§ TEXT BLOCK:
┌──
There are some regional variations in how a mashooq is treated by men around her. In Punjab, sex work is considered dirty. A mashooq doubling as a peshaver is considered impure and loses her appeal. If a mashooq becomes a sex partner of one of the men at a particular function, others present there will not invite her to perform at any other function. The word then spreads about her and she becomes a persona non grata.
Men in Punjab also do a ‘full-body survey’, scrutinising a mashooq from head to toe, says Simmi. Even the feet of a mashooq need to look smooth and fair, she says as she gently rubs a foundation cream on her feet. Some men touch a mashooq’s face to see how much make-up has been applied. Look pretty, they demand, but also look natural.
Not that sex work does not take place in Punjab. It does but it is a discreet and underground affair. This is not the case in Sindh in general and Karachi in particular.
Transwomen also sometimes prefer sex work over dance performances. “I will get 3,000 rupees if I perform at a function in Karachi but I will get around 10,000 rupees if I do sex work twice a night,” says Simmi.
Some mashooqs are so popular that their fans take them abroad both for performances and company. Sarah and her roommate, for instance, were asked to perform in Bangkok recently. There they also found themselves to be in high demand as sex workers. “Pakistani, Indian and Filipina transwomen are most in demand there,” says Sarah, giggling.
While part of a transwoman’s appeal lies in looking like a woman, most men are attracted to her for what she can offer and a woman cannot: she can play both, a catamite and a sodomite.
All this works as long as the bodies of transwomen are young and taut. Once they start wearing out, opportunities to earn money from dancing and sex work also shrink. Most of them then either become gurus or they join a toli to seek vadhai, or alms, by singing and dancing.
Simmi is on the cusp of having to make these choices soon. She plans on working as a dancer and a sex worker for another couple of years and then she will “find an old guru and start seeking vadhai”.
Chhanno is more than 50 years old and lives in a small room in Azam Basti, a slum off Karachi’s Korangi Road. Her lodging was bought years ago by her parents and is part of a bigger structure consisting of many rooms of similar size and shape. These are occupied by her relatives. “I have lived here all my life and I will die here,” she says.
Chhanno, a guru of the transgender community in her area, is obese and dark and spends most of her time inside her residence where she sleeps on the floor and plays with her little nieces and nephews. She has a man’s voice and her hands are rough. In pictures from her younger years, she looks fairer and thinner.
Chhanno attends every celebration in her neighbourhood. If a child is born or if someone is getting married, she will go to their house along with her chelas – or disciples – who will sing and dance in anticipation of vadhai. “The people who perform at functions are different from those who go from house to house to sing, dance and beg,” she says. The latter group is usually older, darker and not so good-looking.
└──
§ DATA EXTRACT:
┌──
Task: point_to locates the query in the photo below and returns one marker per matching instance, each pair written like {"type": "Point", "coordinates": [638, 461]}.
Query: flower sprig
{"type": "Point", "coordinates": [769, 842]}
└──
§ TASK INSTRUCTIONS: Name every place mentioned in the text about mashooqs and transwomen performers.

§ SOLUTION FOR THIS PROBLEM: Punjab, Sindh, Karachi, Bangkok, Azam Basti, Korangi Road